> _Göreviniz_: Mağaradaki plastik kirliliğini anlatan makalede "Eldeki bulgular, çoğu" sözcüklerini içeren yerde başlayıp "biçimde anlamayı umuyorlar." ile biten bölümü kelimesi kelimesine aktarın.

Eldeki bulgular, çoğu zaman insanlara yasak olmasına rağmen plastik atıklarımızla kirlenmiş olan bir mağaranın içine nadir bir bakış imkanı sağlıyor. Antropojenik mikroparçacıkların bunun gibi farklı yaşam alanları üzerinde yarattığı etkiler hâlâ pek bilinmiyor; yine de Hasenmueller ve meslektaşları gelecekte bu meseleyi daha ayrıntılı biçimde anlamayı umuyorlar.

> _Veriler_:
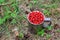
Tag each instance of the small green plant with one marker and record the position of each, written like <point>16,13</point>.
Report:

> _Yazılı çözüm_:
Eldeki bulgular, çoğu zaman insanlara yasak olmasına rağmen plastik atıklarımızla kirlenmiş olan bir mağaranın içine nadir bir bakış imkanı sağlıyor. Antropojenik mikroparçacıkların bunun gibi farklı yaşam alanları üzerinde yarattığı etkiler hâlâ pek bilinmiyor; yine de Hasenmueller ve meslektaşları gelecekte bu meseleyi daha ayrıntılı biçimde anlamayı umuyorlar.